The article mentions that concerns about non-rigorous data mining should be ameliorated by the explosion of available high-quality social data, and that we may be entering a "Renaissance of discovery" in computational analysis of text data. Given that we are now 5.5 years on from the publication of this article, I wonder whether we think this optimism has been validated. If not, do we have a sense of the major unforeseen challenges the field has faced?

isaduan commented 2 years ago

Hi all,

The article mentioned that at the time there 'was' a lack of good models for higher-level linguistic discourse, e.g. how sentences relate to one another, aggregate to paragraphs, and more or less effective arguments. Do we now have better models of higher-level linguistic discourse? One that, for example, identify areas of disagreement or agreement in congressional speeches/ judicial records?

Adding to Thi's question, I wonder what are the limiting factors for detecting nuanced irony - is the high cost of obtaining training data, or the theoretical construct of irony is not very clear (i.e. too many border cases) even for humans, or understanding irony requires contextual understandings (which connects to 'higher-level linguistic discourse)?

-*-

- _Given problem 1_: Transcribe the part of the thread on text analysis starting at "The article mentions" and ending at "speeches/ judicial records?".
- _Given problem 2_:
Answer these questions from the thread on text analysis:
(a) According to the first comment, how many years have passed since the article was published?
(b) Which user commented 2 years ago?
(c) In which two kinds of material does that user suggest identifying areas of disagreement or agreement?

- _Data_:
-*-

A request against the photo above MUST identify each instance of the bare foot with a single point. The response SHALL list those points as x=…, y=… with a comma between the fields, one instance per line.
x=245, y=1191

-*-

- _Full output 1_:
The article mentions that concerns about non-rigorous data mining should be ameliorated by the explosion of available high-quality social data, and that we may be entering a "Renaissance of discovery" in computational analysis of text data. Given that we are now 5.5 years on from the publication of this article, I wonder whether we think this optimism has been validated. If not, do we have a sense of the major unforeseen challenges the field has faced?

isaduan commented 2 years ago

Hi all,

The article mentioned that at the time there 'was' a lack of good models for higher-level linguistic discourse, e.g. how sentences relate to one another, aggregate to paragraphs, and more or less effective arguments. Do we now have better models of higher-level linguistic discourse? One that, for example, identify areas of disagreement or agreement in congressional speeches/ judicial records?

- _Full output 2_:
(a) 5.5 years
(b) isaduan
(c) Congressional speeches and judicial records